Referring expression pointing data:
+---+
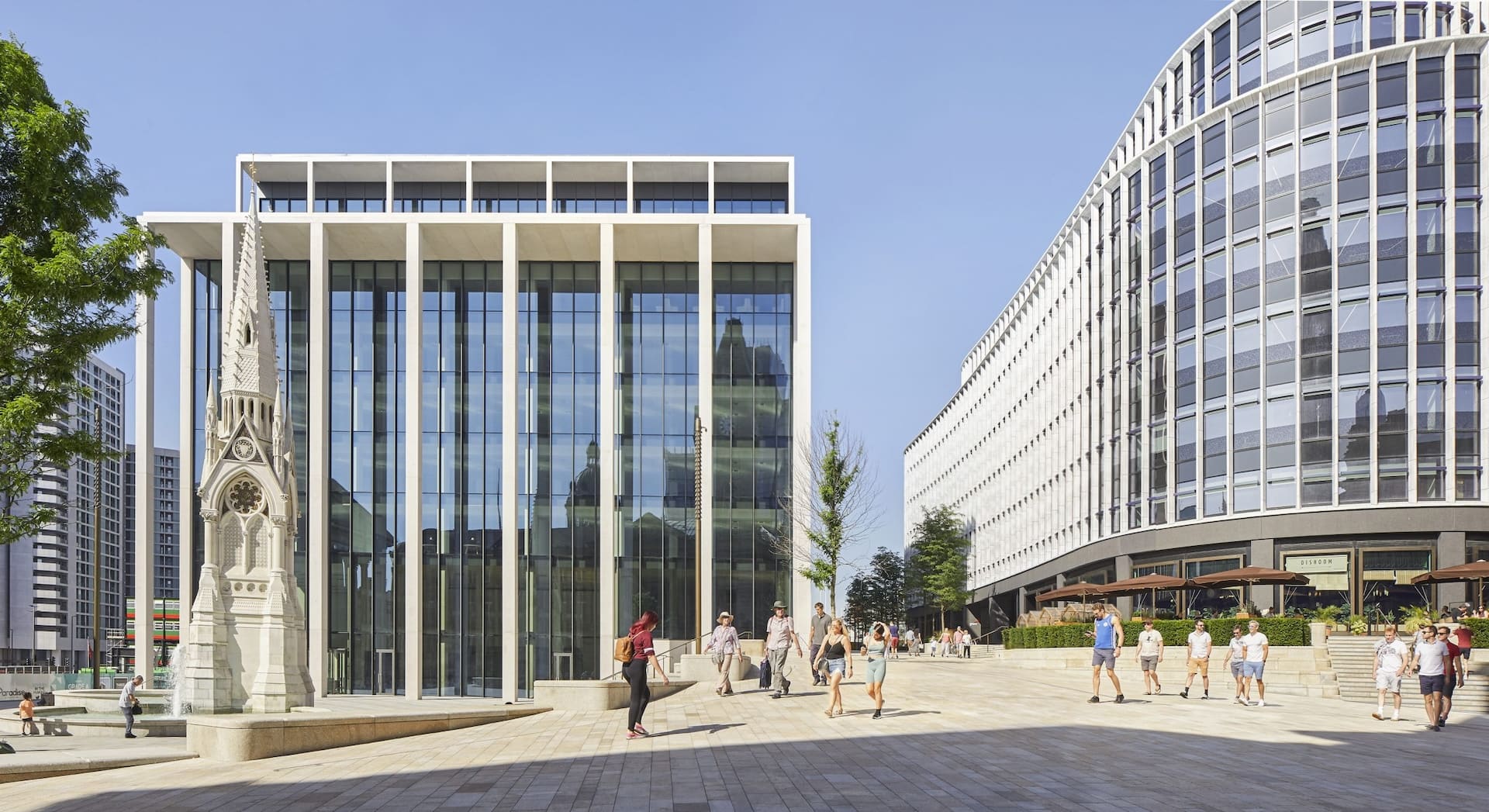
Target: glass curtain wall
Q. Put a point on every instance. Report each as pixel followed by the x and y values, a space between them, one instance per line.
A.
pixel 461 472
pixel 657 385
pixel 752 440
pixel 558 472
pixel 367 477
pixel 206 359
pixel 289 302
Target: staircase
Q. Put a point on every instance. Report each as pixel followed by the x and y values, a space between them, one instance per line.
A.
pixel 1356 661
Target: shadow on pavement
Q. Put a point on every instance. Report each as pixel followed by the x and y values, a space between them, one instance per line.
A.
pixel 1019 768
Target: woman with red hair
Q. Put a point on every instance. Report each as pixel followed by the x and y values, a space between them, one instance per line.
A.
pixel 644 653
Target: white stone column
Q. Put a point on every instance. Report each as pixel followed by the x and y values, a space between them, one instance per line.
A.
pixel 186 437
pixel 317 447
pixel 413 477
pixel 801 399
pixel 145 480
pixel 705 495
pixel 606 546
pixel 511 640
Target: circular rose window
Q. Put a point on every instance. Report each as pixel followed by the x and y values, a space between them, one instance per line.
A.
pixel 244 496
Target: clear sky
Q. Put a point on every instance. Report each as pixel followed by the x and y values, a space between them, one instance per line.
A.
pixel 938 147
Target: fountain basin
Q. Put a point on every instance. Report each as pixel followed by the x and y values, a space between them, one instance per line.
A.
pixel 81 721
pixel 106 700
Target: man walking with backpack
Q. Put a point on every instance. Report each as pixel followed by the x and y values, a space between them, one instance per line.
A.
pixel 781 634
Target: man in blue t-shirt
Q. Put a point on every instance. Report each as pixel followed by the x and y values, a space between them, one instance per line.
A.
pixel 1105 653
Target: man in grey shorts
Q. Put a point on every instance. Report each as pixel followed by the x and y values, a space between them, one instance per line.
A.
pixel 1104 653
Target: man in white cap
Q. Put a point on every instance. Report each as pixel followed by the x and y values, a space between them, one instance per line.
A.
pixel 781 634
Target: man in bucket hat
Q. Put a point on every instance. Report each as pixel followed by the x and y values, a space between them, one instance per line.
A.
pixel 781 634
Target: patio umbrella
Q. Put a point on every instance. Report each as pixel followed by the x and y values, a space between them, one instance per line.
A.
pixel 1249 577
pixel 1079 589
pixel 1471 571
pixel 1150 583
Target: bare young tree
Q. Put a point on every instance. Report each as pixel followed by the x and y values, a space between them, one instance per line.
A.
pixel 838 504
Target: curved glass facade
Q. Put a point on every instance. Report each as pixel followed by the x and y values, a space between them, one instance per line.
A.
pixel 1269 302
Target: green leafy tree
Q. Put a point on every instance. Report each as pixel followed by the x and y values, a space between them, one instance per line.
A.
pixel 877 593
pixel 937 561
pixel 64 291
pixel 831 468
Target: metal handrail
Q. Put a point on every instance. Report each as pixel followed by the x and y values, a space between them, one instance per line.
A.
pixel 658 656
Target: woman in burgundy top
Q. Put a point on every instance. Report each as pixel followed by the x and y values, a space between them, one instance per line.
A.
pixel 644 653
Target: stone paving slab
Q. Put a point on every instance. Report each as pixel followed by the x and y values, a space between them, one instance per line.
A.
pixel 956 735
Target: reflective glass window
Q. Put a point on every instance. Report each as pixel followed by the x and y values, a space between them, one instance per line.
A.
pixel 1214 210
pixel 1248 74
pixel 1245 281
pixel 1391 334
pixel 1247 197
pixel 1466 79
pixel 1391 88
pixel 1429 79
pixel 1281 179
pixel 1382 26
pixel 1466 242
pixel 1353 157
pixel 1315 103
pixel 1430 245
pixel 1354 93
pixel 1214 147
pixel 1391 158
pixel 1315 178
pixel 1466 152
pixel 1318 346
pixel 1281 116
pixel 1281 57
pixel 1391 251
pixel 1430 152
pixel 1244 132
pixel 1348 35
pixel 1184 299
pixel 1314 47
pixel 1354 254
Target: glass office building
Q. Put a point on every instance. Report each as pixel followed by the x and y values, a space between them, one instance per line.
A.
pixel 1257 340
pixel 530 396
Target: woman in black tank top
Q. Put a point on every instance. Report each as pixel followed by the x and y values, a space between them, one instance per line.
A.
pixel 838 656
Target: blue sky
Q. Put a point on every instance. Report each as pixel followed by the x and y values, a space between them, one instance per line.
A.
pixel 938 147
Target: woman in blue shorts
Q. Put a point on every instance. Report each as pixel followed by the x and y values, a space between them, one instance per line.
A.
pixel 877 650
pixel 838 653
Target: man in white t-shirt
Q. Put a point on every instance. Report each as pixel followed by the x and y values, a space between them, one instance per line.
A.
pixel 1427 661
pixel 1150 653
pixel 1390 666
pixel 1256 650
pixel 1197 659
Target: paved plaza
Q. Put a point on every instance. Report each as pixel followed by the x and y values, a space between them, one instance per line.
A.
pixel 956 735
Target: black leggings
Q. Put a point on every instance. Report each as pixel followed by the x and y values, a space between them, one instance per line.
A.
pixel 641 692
+---+
**Task objective:**
When a line of the data holds the string "glass", pick it out and copy it.

**Response area:**
Target: glass curtain wall
Target: curved glass facade
Target: reflective glass window
Target: glass office building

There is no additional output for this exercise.